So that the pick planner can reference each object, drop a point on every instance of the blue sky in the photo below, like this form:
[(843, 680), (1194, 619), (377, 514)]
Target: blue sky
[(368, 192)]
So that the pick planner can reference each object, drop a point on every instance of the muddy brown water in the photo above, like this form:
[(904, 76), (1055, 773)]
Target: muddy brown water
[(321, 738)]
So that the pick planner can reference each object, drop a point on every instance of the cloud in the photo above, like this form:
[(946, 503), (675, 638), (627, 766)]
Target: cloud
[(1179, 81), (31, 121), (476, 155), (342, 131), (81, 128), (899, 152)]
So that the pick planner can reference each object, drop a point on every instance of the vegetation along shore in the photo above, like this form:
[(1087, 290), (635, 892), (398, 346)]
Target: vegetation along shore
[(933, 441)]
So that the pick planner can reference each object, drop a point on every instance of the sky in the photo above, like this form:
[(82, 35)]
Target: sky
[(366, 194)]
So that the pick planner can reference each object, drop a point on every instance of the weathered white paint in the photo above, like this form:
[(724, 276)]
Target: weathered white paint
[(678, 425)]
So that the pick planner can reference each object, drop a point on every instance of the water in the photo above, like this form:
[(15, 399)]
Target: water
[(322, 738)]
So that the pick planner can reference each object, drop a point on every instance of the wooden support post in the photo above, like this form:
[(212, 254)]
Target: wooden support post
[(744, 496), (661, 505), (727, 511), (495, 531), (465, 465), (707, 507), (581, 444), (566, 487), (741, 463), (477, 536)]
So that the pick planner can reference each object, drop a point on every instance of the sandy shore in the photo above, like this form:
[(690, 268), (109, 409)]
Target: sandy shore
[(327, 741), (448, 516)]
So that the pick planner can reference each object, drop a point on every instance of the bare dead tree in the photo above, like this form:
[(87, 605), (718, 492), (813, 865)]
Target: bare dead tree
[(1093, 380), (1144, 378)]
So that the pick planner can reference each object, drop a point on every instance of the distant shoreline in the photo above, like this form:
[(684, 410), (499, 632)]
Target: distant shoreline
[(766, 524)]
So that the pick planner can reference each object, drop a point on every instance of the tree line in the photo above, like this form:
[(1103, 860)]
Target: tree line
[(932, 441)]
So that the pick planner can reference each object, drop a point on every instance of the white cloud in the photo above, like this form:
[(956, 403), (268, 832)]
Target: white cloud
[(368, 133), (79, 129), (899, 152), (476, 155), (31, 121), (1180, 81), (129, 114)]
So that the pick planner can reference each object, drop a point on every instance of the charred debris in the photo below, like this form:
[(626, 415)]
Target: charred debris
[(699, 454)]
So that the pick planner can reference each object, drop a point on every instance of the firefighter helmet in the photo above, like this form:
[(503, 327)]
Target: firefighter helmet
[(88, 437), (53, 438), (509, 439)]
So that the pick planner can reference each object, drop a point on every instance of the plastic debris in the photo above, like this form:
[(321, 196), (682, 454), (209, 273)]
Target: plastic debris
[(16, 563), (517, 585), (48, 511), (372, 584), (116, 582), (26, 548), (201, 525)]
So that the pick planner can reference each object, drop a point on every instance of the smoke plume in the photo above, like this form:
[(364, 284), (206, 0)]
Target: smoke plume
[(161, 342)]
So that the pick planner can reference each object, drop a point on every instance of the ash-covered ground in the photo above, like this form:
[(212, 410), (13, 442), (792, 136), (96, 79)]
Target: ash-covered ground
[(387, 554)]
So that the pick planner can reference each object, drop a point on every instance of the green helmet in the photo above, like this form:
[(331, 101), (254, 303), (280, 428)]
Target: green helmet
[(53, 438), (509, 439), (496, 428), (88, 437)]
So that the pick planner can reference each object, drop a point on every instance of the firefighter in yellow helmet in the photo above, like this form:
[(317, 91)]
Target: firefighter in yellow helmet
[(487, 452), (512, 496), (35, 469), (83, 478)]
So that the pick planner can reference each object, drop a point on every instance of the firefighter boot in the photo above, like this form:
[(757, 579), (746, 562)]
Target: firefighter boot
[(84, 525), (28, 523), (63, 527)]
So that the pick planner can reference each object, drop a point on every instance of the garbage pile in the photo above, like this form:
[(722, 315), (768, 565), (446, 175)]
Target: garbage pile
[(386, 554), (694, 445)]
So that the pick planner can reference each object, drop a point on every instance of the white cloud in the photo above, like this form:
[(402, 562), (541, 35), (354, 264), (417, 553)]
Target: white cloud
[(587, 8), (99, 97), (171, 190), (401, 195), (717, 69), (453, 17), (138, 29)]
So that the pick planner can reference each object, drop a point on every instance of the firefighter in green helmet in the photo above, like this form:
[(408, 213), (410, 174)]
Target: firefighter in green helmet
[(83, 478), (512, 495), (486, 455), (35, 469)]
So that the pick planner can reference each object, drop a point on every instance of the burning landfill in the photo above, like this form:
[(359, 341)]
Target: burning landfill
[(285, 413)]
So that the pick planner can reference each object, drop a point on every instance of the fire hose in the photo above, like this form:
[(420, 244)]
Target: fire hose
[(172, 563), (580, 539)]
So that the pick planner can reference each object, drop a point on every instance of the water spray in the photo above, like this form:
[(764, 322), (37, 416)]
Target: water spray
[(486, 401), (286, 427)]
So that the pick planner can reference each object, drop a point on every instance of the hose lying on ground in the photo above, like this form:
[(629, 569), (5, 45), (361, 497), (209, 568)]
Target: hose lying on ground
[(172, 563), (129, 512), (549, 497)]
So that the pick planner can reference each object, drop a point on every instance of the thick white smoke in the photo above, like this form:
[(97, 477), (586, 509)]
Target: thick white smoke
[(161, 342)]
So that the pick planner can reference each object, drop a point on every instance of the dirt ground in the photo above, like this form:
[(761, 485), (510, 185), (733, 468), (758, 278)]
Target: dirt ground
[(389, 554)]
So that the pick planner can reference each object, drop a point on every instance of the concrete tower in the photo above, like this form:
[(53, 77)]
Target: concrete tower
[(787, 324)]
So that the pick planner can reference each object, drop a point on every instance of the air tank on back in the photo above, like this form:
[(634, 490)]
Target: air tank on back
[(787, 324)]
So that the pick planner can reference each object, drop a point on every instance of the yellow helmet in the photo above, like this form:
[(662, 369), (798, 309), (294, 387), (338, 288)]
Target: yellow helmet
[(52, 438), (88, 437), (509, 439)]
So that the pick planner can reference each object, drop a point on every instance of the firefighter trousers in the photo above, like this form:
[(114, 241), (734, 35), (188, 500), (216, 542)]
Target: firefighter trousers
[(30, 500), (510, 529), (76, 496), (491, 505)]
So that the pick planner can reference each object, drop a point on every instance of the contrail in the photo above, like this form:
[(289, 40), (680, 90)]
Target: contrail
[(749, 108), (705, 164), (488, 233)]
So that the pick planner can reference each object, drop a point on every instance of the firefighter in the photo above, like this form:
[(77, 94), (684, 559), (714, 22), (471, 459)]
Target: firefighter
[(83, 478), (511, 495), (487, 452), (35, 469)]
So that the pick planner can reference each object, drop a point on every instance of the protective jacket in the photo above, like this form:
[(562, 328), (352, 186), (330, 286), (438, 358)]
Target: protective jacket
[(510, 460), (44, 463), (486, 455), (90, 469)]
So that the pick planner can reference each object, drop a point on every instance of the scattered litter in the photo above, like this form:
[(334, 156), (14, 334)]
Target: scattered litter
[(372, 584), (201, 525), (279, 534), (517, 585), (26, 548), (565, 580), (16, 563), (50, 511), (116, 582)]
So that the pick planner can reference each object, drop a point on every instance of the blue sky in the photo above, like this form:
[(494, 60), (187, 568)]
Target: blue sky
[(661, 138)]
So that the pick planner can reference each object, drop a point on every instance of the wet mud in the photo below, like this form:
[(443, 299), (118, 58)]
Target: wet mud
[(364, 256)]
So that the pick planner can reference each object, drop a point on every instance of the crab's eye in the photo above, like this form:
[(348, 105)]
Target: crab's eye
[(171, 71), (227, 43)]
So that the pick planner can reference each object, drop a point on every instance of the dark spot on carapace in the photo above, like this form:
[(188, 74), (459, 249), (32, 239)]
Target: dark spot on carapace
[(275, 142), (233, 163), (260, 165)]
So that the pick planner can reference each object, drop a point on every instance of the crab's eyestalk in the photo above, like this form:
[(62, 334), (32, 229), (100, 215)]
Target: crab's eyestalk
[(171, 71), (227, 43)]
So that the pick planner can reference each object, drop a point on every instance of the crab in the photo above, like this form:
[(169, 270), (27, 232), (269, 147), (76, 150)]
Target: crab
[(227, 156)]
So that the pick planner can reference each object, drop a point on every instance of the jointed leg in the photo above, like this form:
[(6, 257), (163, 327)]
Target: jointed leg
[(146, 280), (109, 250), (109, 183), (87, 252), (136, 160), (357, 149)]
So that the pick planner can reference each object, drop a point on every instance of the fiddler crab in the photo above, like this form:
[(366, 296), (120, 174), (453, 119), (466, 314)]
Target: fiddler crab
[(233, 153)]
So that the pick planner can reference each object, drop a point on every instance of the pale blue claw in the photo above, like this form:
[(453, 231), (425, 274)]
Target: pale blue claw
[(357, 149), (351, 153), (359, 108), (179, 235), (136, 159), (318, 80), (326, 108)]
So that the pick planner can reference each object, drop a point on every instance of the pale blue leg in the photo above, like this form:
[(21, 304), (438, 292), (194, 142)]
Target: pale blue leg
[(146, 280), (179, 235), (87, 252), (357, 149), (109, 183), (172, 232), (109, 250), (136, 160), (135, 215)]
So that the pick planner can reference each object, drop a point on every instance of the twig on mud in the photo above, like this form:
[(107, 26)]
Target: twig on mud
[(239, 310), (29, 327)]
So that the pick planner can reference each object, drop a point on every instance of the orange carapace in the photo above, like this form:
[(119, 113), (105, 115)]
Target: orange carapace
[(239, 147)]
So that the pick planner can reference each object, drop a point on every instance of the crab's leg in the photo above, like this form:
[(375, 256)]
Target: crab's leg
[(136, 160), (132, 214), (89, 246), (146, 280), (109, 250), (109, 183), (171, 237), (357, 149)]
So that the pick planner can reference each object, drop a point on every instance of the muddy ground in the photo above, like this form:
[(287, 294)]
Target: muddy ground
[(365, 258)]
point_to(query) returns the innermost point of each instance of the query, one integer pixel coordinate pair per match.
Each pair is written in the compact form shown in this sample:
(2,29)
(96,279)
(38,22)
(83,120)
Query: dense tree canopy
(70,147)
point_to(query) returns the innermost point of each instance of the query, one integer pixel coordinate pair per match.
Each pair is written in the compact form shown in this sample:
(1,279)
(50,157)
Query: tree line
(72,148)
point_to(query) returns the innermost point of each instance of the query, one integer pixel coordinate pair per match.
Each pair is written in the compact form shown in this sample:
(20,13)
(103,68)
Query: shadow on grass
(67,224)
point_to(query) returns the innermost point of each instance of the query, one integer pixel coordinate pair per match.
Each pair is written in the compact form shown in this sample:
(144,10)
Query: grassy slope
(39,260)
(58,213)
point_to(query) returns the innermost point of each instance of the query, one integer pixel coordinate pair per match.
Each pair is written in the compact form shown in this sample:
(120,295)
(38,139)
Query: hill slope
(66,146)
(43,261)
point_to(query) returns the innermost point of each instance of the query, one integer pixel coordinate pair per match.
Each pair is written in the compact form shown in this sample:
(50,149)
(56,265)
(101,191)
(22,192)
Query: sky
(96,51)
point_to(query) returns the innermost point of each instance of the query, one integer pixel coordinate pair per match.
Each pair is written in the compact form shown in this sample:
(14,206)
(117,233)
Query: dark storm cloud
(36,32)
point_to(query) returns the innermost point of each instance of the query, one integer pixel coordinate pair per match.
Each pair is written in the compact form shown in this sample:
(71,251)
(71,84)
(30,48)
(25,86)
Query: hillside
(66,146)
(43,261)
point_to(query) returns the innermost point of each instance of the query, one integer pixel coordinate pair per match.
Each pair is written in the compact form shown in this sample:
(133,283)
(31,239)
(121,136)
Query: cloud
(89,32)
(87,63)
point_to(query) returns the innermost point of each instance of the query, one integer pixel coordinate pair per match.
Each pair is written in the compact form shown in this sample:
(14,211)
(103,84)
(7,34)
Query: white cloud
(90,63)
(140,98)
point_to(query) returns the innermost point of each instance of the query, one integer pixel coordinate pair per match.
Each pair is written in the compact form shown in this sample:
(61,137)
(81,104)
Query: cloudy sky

# TASK OBJECTIVE
Give the lines again from the one with "of the jointed" up to and including the one with "[(239, 147)]", with "pick planner" replaced by "grasp planner" and everything else unchanged.

# SOLUTION TO THIS TASK
So that the grasp planner can reference each object, drop a point on every instance of the jointed leg in the photo above, like this form:
[(6, 257), (163, 327)]
Target: jointed leg
[(146, 280), (109, 250), (109, 183), (87, 252), (136, 160), (357, 149)]
So that the grasp planner can reference each object, drop a point on every instance of the fiddler crab in the photo above, like this form:
[(366, 296), (120, 174), (453, 119), (466, 314)]
Target: fiddler crab
[(233, 153)]
So that the grasp planner can reference each object, drop a point on every instance of the pale blue claw in the photo above, like this form:
[(453, 231), (425, 274)]
Target: pale blue claw
[(357, 149), (351, 153), (359, 108), (179, 235), (136, 159), (318, 80), (326, 108)]
So that the grasp planner can reference each object, drop a point on every instance of the pale blue leg in the photo above, like this form:
[(21, 304), (438, 292), (194, 142)]
Target: pale blue leg
[(146, 280), (179, 235), (87, 252), (357, 149), (109, 183), (172, 232), (109, 250), (136, 160), (135, 215)]
So that the grasp planner can reference each object, drop a point on every instance of the twig on mud in the photo above, like this form:
[(107, 26)]
Target: twig on mud
[(239, 310), (29, 327)]
So that the grasp planner can reference each object, drop a point on every instance of the orange carapace in the photo above, like this form:
[(119, 113), (105, 115)]
Target: orange carapace
[(239, 147)]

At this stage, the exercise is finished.